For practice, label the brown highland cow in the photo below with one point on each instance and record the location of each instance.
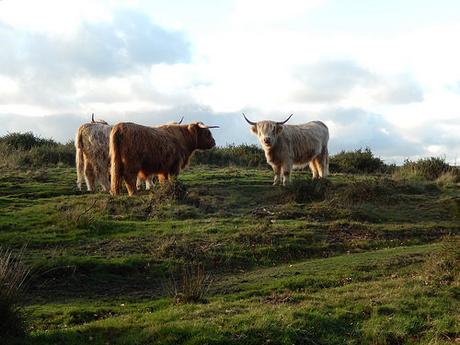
(137, 150)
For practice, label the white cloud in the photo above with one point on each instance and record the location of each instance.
(396, 91)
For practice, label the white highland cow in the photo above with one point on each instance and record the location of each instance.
(293, 146)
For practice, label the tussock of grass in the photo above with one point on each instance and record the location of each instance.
(428, 169)
(191, 285)
(443, 266)
(450, 177)
(302, 190)
(13, 275)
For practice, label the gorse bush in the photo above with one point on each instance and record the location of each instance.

================

** Objective **
Put every line of the items above into a numbered list, skipping any blank lines. Leave the pictures out of the list.

** Reply **
1. For practice, label the brown highland cow in the photo below with one point on each instance and record the location of each instance.
2. (137, 150)
3. For practice, label the white cloud in the photo above with one point on each instance and record the location of each instance.
4. (396, 91)
5. For practice, label the white highland cow in the photo above with one point on each instance and record the location of each instance.
6. (293, 146)
7. For practice, label the tussock of grass in the photo above with one point on each instance and record the location of each instance.
8. (428, 169)
9. (191, 285)
10. (443, 266)
11. (450, 177)
12. (302, 190)
13. (13, 275)
14. For practice, label the gorse bush in the photo above with one point on each instance and record the location of each instance.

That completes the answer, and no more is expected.